- What the task requires
Find the "Give the location" line in the records below and repeat it and every later line exactly, up to the last; do not include pictures.

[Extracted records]

____________________

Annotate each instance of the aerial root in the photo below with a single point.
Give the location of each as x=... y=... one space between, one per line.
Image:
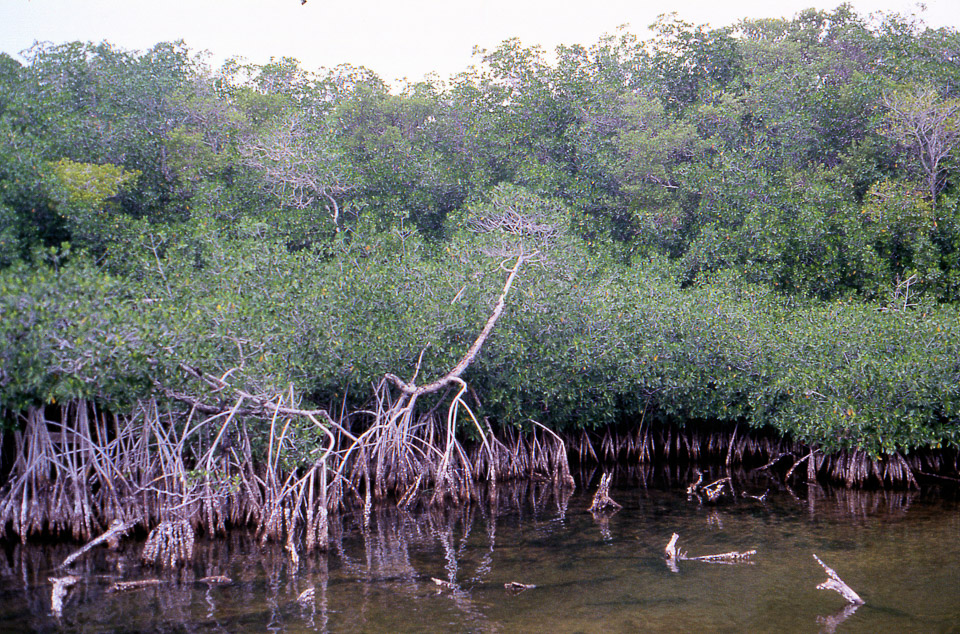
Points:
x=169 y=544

____________________

- Task result
Give the location of each as x=... y=... one space between, one per line.
Image:
Points:
x=169 y=544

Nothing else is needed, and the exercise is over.